Work to be completed | Copy out the complete listing, word for word.

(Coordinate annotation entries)
--- START ---

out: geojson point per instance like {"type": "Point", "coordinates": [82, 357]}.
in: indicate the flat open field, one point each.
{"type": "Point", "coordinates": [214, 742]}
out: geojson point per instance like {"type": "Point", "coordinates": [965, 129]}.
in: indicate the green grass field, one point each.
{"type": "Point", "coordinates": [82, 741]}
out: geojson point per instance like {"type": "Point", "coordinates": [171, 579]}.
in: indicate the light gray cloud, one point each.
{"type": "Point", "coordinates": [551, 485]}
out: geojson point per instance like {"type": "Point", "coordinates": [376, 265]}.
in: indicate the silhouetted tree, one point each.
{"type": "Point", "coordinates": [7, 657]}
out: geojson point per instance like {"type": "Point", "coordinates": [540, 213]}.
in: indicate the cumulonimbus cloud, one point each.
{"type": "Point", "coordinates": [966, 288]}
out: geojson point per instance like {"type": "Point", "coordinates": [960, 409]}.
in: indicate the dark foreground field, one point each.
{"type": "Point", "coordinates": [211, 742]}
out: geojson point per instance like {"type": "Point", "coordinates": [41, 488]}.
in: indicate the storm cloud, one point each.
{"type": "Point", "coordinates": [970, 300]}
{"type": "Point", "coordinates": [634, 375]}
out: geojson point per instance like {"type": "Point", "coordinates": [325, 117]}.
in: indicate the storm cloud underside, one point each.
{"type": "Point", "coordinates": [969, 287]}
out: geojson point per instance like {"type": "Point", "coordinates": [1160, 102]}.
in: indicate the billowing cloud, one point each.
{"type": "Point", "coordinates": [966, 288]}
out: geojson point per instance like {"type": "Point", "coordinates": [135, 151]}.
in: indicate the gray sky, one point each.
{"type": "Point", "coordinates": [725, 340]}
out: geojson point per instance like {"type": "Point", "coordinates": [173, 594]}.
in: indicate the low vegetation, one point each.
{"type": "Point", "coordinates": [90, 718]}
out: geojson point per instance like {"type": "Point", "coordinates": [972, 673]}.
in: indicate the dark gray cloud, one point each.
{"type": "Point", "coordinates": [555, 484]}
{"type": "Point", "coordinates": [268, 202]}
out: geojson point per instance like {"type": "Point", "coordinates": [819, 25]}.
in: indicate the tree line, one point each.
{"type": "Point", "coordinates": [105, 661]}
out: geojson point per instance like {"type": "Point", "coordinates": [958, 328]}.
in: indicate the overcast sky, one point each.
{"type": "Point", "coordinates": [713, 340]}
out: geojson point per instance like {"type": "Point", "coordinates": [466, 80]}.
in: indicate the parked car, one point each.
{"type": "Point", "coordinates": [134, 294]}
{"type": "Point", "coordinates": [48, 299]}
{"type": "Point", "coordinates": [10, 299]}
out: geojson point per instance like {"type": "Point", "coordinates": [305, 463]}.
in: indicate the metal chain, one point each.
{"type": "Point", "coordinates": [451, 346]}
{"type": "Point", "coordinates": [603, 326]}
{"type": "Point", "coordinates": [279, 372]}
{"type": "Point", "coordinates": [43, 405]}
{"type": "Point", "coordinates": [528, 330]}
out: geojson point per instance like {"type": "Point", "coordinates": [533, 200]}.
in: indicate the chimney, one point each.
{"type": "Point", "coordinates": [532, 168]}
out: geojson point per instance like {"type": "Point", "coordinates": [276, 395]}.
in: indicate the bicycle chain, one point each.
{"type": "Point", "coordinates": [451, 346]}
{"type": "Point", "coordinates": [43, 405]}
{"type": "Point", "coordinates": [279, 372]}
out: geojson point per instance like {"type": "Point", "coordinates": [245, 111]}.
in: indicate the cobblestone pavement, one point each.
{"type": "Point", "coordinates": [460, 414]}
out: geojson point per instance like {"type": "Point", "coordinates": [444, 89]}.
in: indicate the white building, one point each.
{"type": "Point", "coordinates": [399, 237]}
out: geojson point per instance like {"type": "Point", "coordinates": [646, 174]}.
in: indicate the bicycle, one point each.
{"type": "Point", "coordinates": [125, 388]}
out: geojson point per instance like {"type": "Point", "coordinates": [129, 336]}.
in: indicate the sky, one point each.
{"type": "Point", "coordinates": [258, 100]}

--- END ---

Finished task |
out: geojson point per instance like {"type": "Point", "coordinates": [82, 357]}.
in: indicate the flat open field, one point each.
{"type": "Point", "coordinates": [214, 742]}
out: geojson point per instance like {"type": "Point", "coordinates": [965, 129]}.
in: indicate the green grass field, one point each.
{"type": "Point", "coordinates": [82, 741]}
out: geojson point per instance like {"type": "Point", "coordinates": [171, 579]}.
in: indicate the light gray cloud, one point each.
{"type": "Point", "coordinates": [551, 485]}
out: geojson point per instance like {"type": "Point", "coordinates": [376, 265]}.
in: indicate the silhouetted tree, one point each.
{"type": "Point", "coordinates": [7, 657]}
out: geojson point per instance like {"type": "Point", "coordinates": [540, 213]}.
in: indicate the cumulonimbus cloud, one point each.
{"type": "Point", "coordinates": [966, 288]}
out: geojson point per instance like {"type": "Point", "coordinates": [960, 409]}.
in: indicate the dark foreground field, one point each.
{"type": "Point", "coordinates": [211, 742]}
out: geojson point per instance like {"type": "Point", "coordinates": [41, 488]}.
in: indicate the storm cloud, one point each.
{"type": "Point", "coordinates": [970, 300]}
{"type": "Point", "coordinates": [634, 375]}
out: geojson point per instance like {"type": "Point", "coordinates": [325, 117]}.
in: indicate the storm cloud underside, one point each.
{"type": "Point", "coordinates": [969, 287]}
out: geojson point per instance like {"type": "Point", "coordinates": [1160, 102]}.
in: indicate the billowing cloud, one point each.
{"type": "Point", "coordinates": [966, 288]}
out: geojson point per instance like {"type": "Point", "coordinates": [135, 151]}.
in: indicate the gray sky, one point each.
{"type": "Point", "coordinates": [725, 340]}
out: geojson point per instance like {"type": "Point", "coordinates": [173, 594]}.
in: indicate the low vegetation, one point each.
{"type": "Point", "coordinates": [90, 718]}
out: geojson point per instance like {"type": "Point", "coordinates": [972, 673]}.
in: indicate the dark gray cloud, one point each.
{"type": "Point", "coordinates": [555, 484]}
{"type": "Point", "coordinates": [268, 202]}
out: geojson point per instance like {"type": "Point", "coordinates": [819, 25]}.
in: indicate the tree line, one point each.
{"type": "Point", "coordinates": [105, 661]}
out: geojson point per instance like {"type": "Point", "coordinates": [958, 328]}.
in: indicate the overcast sky, one point each.
{"type": "Point", "coordinates": [713, 340]}
out: geojson point per instance like {"type": "Point", "coordinates": [466, 80]}.
in: indicate the parked car, one point each.
{"type": "Point", "coordinates": [134, 294]}
{"type": "Point", "coordinates": [48, 299]}
{"type": "Point", "coordinates": [10, 299]}
out: geojson point per instance like {"type": "Point", "coordinates": [305, 463]}.
in: indicate the metal chain, one point each.
{"type": "Point", "coordinates": [451, 346]}
{"type": "Point", "coordinates": [603, 326]}
{"type": "Point", "coordinates": [279, 372]}
{"type": "Point", "coordinates": [43, 405]}
{"type": "Point", "coordinates": [528, 330]}
out: geojson point per instance like {"type": "Point", "coordinates": [533, 200]}.
in: indicate the chimney, one point each.
{"type": "Point", "coordinates": [532, 168]}
out: geojson point per instance like {"type": "Point", "coordinates": [276, 395]}.
in: indicate the bicycle chain, one point each.
{"type": "Point", "coordinates": [451, 346]}
{"type": "Point", "coordinates": [43, 405]}
{"type": "Point", "coordinates": [279, 372]}
out: geojson point per instance like {"type": "Point", "coordinates": [245, 111]}.
in: indicate the cobblestone pavement, one point each.
{"type": "Point", "coordinates": [460, 414]}
out: geojson point per instance like {"type": "Point", "coordinates": [444, 89]}.
in: indicate the white building, one point each.
{"type": "Point", "coordinates": [399, 237]}
out: geojson point per instance like {"type": "Point", "coordinates": [646, 174]}.
in: indicate the bicycle, one point each.
{"type": "Point", "coordinates": [125, 388]}
out: geojson point per instance like {"type": "Point", "coordinates": [129, 336]}.
in: indicate the sky, one point each.
{"type": "Point", "coordinates": [258, 100]}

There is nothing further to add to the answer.